_DIRECTIONS:_ Find each line in the rows below that contains the string "dirt" and copy it out. Case counts.

• • •

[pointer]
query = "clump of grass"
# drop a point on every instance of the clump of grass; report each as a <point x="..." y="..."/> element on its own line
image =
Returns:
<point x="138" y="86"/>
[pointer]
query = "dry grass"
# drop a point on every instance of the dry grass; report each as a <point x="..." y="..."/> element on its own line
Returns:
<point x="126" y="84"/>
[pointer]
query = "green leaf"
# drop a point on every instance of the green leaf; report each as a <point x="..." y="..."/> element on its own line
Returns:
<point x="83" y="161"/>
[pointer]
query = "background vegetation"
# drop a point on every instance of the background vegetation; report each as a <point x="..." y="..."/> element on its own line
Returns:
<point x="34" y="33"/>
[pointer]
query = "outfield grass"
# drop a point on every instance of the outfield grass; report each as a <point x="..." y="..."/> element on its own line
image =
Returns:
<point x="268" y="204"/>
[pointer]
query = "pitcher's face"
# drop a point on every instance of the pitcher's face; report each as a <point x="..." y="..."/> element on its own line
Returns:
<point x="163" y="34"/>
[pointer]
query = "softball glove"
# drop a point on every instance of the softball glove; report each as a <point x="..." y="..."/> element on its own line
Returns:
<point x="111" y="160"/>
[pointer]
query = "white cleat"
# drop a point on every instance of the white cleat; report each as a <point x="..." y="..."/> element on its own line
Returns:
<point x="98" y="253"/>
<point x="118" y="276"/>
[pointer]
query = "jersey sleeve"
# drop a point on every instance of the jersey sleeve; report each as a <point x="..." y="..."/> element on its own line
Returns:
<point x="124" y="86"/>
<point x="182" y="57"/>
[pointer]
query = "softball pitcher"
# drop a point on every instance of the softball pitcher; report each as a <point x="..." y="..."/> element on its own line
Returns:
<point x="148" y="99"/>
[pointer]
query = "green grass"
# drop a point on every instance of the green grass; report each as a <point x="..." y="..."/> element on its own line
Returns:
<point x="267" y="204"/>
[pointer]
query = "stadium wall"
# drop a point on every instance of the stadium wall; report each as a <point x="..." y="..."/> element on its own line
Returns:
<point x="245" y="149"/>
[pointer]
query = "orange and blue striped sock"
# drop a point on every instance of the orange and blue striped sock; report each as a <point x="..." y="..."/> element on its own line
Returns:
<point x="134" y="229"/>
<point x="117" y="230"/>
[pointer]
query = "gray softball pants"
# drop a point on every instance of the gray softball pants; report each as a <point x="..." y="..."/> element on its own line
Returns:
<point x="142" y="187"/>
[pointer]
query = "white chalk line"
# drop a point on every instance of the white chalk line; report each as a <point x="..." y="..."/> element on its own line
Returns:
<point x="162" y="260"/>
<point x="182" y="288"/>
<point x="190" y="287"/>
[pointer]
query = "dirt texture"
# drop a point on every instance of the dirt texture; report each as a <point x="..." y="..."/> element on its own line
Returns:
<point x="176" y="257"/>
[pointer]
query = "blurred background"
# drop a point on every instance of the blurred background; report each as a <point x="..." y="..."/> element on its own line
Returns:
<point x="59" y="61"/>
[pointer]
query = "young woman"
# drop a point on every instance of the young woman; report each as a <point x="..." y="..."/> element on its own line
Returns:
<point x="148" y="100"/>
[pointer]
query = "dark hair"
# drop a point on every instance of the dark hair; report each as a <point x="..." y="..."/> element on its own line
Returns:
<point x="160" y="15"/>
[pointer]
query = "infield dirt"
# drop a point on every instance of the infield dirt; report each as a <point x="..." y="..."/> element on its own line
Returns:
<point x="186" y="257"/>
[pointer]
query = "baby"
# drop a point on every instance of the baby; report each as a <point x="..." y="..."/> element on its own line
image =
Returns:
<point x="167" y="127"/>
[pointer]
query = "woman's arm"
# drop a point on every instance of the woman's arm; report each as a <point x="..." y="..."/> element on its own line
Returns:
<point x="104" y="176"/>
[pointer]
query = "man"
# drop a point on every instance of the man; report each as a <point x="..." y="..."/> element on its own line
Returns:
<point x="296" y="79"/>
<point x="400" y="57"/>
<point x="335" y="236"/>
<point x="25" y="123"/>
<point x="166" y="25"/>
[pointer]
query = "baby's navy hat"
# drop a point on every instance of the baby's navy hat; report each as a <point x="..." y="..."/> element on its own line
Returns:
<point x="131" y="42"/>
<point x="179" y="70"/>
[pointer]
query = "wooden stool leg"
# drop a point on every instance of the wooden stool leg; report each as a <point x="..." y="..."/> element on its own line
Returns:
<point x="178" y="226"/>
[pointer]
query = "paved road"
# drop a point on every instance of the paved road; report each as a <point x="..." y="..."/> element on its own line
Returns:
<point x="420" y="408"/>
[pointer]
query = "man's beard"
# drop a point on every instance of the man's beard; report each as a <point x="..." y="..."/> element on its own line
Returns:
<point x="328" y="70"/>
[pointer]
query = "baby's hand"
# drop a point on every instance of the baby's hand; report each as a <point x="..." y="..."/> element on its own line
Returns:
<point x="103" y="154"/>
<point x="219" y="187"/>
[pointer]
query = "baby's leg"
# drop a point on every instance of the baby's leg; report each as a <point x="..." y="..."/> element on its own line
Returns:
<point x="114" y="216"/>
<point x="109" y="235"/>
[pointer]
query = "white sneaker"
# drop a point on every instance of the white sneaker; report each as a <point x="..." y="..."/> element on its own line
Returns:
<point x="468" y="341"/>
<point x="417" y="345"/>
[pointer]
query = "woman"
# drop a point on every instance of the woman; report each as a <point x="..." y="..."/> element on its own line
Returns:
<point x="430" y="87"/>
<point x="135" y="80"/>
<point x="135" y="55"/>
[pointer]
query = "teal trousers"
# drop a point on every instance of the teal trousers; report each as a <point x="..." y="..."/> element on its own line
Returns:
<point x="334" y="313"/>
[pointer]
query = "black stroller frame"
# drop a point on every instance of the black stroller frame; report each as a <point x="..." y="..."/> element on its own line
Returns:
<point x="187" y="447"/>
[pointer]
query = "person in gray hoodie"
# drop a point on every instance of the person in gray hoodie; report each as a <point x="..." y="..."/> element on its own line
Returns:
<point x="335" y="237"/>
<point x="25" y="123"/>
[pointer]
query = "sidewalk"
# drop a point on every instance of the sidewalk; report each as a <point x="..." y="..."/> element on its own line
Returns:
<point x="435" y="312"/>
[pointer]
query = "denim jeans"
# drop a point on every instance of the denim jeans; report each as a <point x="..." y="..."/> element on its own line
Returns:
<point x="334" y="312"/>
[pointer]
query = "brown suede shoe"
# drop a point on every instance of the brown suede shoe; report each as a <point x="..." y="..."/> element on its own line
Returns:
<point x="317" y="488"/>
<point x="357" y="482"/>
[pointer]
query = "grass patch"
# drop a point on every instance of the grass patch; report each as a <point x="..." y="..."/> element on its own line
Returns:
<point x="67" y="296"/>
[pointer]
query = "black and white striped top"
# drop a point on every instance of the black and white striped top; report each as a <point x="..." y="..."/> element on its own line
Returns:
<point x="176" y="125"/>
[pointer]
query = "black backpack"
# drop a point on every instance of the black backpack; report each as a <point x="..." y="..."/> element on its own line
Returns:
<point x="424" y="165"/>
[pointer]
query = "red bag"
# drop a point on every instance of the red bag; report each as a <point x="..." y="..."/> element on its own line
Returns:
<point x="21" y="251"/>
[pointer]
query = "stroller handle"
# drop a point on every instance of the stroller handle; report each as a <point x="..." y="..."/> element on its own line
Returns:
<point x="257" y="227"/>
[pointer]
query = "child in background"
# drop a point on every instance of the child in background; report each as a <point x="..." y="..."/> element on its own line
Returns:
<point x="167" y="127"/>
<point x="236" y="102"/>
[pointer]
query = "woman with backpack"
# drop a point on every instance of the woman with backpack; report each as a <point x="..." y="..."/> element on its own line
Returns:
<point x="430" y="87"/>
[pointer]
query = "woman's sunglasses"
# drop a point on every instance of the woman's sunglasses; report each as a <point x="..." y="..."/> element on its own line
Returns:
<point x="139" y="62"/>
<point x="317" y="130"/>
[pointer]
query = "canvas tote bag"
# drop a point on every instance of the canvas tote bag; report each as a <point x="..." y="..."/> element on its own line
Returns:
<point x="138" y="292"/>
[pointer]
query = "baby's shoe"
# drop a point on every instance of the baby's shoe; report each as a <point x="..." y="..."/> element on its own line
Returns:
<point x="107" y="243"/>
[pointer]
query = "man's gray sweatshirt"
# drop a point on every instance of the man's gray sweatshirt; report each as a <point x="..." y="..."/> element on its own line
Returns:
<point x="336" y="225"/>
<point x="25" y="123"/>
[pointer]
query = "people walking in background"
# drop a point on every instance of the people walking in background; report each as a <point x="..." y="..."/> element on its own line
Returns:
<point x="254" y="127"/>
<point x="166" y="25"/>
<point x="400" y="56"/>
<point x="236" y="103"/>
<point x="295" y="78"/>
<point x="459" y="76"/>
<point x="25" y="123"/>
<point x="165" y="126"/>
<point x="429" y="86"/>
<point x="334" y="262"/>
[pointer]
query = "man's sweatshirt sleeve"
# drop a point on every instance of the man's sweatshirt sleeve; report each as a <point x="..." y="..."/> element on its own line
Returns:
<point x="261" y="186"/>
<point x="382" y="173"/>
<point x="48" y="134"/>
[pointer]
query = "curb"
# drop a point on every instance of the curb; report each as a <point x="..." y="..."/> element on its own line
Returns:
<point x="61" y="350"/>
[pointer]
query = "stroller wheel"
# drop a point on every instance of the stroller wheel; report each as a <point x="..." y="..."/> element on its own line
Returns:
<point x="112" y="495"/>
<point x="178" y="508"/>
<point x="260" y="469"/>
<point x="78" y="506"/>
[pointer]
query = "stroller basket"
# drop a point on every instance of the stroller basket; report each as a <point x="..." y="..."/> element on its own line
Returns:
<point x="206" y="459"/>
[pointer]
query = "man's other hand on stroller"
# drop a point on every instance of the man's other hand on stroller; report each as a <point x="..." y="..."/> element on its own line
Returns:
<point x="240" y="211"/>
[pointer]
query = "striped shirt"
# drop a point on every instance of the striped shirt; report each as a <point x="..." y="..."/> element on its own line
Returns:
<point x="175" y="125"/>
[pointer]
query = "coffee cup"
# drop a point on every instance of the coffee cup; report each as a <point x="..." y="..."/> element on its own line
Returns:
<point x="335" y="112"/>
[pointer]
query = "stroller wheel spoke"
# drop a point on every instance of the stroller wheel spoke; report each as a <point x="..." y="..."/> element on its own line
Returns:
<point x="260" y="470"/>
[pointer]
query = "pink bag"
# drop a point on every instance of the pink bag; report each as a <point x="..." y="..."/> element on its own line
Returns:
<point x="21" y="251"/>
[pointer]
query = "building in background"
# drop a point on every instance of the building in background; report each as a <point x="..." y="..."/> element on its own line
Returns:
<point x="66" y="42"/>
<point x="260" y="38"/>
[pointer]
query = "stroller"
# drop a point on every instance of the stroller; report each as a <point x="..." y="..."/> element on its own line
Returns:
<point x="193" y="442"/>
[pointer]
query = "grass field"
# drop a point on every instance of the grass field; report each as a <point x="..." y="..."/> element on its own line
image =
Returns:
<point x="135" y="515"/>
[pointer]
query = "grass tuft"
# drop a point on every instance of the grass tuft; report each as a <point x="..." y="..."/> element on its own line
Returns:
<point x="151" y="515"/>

• • •

_RIGHT ANSWER:_
query = "dirt texture"
# drop a point on every instance of the dirt texture; report each as a <point x="..." y="..."/> element on its own line
query = "infield dirt"
# drop a point on every instance of the infield dirt; report each as a <point x="..." y="..."/> element on its own line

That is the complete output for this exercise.